::: Information shown
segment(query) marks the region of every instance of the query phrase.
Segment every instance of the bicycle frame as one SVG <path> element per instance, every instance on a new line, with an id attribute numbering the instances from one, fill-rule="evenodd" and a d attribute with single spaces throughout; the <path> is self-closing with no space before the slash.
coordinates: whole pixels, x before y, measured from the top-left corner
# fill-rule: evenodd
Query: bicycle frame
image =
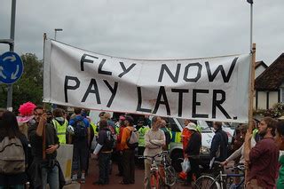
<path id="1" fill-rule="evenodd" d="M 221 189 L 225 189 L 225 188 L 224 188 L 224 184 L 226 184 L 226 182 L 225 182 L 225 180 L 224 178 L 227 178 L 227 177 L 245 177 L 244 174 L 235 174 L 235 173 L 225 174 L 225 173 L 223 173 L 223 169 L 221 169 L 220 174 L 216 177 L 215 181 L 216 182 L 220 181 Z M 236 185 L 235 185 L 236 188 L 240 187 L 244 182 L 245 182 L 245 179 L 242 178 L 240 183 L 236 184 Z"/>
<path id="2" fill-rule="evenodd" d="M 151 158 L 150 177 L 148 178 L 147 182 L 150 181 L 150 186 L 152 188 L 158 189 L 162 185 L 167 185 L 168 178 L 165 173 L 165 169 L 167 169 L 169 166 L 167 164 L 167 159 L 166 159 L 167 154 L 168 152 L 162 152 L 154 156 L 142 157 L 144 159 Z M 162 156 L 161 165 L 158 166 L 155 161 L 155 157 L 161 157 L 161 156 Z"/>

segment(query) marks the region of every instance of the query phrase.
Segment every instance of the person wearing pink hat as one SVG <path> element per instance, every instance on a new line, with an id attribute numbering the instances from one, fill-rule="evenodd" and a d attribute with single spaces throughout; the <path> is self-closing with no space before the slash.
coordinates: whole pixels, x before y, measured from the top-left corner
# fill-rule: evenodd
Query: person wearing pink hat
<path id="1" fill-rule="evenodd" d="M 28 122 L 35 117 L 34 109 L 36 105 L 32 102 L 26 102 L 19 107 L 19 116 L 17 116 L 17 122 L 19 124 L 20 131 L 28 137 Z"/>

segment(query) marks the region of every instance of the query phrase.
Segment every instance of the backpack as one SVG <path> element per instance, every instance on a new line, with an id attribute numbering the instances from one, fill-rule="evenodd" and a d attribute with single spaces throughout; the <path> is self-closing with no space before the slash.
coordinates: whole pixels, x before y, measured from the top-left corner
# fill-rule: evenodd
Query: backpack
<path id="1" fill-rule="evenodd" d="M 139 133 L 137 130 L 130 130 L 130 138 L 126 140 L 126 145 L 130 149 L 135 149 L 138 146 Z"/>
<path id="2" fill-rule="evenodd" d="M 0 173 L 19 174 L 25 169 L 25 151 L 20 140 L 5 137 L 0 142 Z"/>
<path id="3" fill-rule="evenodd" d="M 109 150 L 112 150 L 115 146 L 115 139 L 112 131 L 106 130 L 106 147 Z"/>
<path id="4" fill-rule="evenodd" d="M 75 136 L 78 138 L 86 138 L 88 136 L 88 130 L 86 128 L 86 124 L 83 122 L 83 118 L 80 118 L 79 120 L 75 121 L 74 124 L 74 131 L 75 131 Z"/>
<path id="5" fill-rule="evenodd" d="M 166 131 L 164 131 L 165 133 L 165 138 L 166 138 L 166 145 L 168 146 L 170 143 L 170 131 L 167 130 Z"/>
::::::
Task statement:
Rewrite the listing from its beginning through the line containing "Segment every instance of the bicycle", switching "query phrase" to "search phrase" and leaving everything else unchanged.

Exercise output:
segment(query) marks the region of every instance of the search phrase.
Segment every instance of the bicycle frame as one SVG <path> element per instance, every instance on a new line, with an id attribute numbering the instances from one, fill-rule="evenodd" and a d attribute with single spaces throughout; the <path> is self-closing with no space before the slash.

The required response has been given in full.